§ **PROBLEM STATEMENT**
Copy the records below line for line, leaving out the pictures.
** begin GIVEN DATA **
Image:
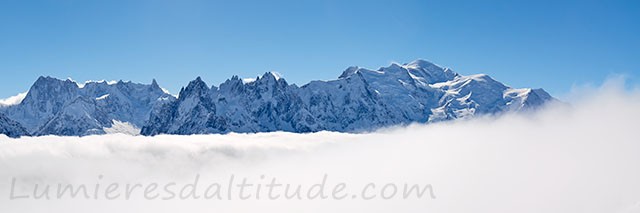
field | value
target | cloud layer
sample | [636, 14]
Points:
[579, 158]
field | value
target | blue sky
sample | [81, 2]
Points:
[548, 44]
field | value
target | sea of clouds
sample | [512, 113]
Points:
[577, 157]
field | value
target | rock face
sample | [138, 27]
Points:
[359, 100]
[63, 107]
[11, 128]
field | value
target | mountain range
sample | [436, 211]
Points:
[358, 100]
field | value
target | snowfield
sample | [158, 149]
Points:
[579, 158]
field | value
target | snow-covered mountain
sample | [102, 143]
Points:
[359, 100]
[64, 107]
[11, 128]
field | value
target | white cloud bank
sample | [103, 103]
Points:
[584, 158]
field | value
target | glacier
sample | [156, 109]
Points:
[359, 100]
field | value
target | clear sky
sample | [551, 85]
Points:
[548, 44]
** end GIVEN DATA **
§ **TASK OUTPUT**
Image:
field | value
target | cloud layer
sample | [636, 14]
Points:
[579, 158]
field | value
target | blue sky
sample | [81, 2]
Points:
[548, 44]
field | value
target | sea of clouds
sample | [512, 113]
Points:
[577, 157]
field | value
target | rock face
sample | [138, 27]
Points:
[359, 100]
[63, 107]
[11, 128]
field | value
target | mountain range
sample | [436, 211]
Points:
[358, 100]
field | value
target | snowfield
sample | [158, 149]
Points:
[579, 158]
field | value
target | snow-covered mountain
sample | [102, 143]
Points:
[359, 100]
[64, 107]
[11, 128]
field | value
target | white cloud bank
sample | [103, 103]
Points:
[584, 158]
field | value
target | glacier
sample | [156, 109]
Points:
[359, 100]
field | value
target | clear sky
sample | [551, 85]
Points:
[548, 44]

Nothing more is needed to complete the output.